#### [TASK PROMPT]
Each entry below is to be extracted exactly.

----

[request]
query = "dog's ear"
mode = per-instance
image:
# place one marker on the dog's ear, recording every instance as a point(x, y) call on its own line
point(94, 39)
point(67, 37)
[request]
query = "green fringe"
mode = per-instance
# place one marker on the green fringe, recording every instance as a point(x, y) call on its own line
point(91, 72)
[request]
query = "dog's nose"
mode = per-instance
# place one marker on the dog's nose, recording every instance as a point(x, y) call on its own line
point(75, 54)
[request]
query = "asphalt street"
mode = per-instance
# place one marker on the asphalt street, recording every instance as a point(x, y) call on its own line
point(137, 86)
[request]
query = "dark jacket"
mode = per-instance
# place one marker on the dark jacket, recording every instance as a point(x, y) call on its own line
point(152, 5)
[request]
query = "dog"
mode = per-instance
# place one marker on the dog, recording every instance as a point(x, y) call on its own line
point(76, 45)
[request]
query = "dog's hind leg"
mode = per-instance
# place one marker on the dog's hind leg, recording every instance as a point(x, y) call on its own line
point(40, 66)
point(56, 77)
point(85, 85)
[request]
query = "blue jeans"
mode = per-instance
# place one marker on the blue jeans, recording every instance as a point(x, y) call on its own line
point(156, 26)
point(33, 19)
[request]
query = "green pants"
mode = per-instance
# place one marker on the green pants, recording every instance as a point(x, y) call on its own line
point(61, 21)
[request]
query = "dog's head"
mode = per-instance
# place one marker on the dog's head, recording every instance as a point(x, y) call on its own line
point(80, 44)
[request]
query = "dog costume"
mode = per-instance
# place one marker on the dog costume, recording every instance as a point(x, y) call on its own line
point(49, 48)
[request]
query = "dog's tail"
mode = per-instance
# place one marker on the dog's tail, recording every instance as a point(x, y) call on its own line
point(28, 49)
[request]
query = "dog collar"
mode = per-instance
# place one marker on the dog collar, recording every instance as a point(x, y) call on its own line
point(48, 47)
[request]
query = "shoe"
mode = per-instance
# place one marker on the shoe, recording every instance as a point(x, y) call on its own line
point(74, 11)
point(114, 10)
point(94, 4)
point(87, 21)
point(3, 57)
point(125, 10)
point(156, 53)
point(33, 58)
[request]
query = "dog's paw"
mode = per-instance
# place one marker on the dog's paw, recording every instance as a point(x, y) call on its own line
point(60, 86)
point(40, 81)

----

#### [RESULT BELOW]
[request]
query = "dog's ear"
mode = per-instance
image:
# place one marker on the dog's ear, recording every instance as a point(x, y) call on its own line
point(94, 39)
point(67, 37)
[request]
query = "green fringe"
mode = per-instance
# place one marker on the green fringe, recording every instance as a point(x, y) call on its own line
point(91, 72)
[request]
query = "dog's nose"
mode = per-instance
# place one marker on the dog's nose, recording every instance as a point(x, y) call on its own line
point(75, 54)
[request]
query = "asphalt street"
mode = per-instance
# place one marker on the asphalt street, recording every instance as a point(x, y) call on its own line
point(137, 86)
[request]
query = "dark jacket"
mode = per-instance
# place one marker on the dark jacket, recording every instance as a point(x, y) call on its own line
point(152, 5)
[request]
query = "dog"
mode = per-instance
# place one marker on the dog, recording every instance as a point(x, y) call on its own line
point(76, 45)
[request]
query = "dog's hind leg"
mode = per-instance
# place one marker on the dog's hind leg, recording every instance as a point(x, y) call on its own line
point(40, 66)
point(56, 77)
point(85, 85)
[request]
query = "blue jeans"
mode = per-instance
# place one marker on the blue jeans, recording every instance as a point(x, y) call on its own line
point(156, 26)
point(33, 19)
[request]
query = "green pants"
mode = per-instance
# place one marker on the green pants, recording every instance as a point(x, y) call on its own line
point(61, 21)
[request]
query = "dog's head"
mode = per-instance
# place one marker on the dog's head, recording every instance as a point(x, y) call on its own line
point(80, 44)
[request]
query = "dog costume"
mode = per-instance
# place one marker on the dog costume, recording every instance as a point(x, y) call on its own line
point(49, 48)
[request]
query = "dog's tail"
mode = per-instance
# place one marker on the dog's tail, recording every instance as a point(x, y) call on its own line
point(28, 49)
[request]
query = "dog collar"
mode = per-instance
# place one marker on the dog collar, recording every instance as a point(x, y) call on its own line
point(48, 47)
[request]
query = "shoe"
mode = per-instance
# place one marker on the shoe, recording every instance as a point(x, y) call on its own line
point(74, 11)
point(114, 10)
point(94, 4)
point(87, 21)
point(3, 57)
point(125, 10)
point(156, 53)
point(33, 58)
[request]
query = "dog's paw"
mode = per-instance
# place one marker on the dog's paw, recording every instance as a point(x, y) call on its own line
point(60, 86)
point(40, 81)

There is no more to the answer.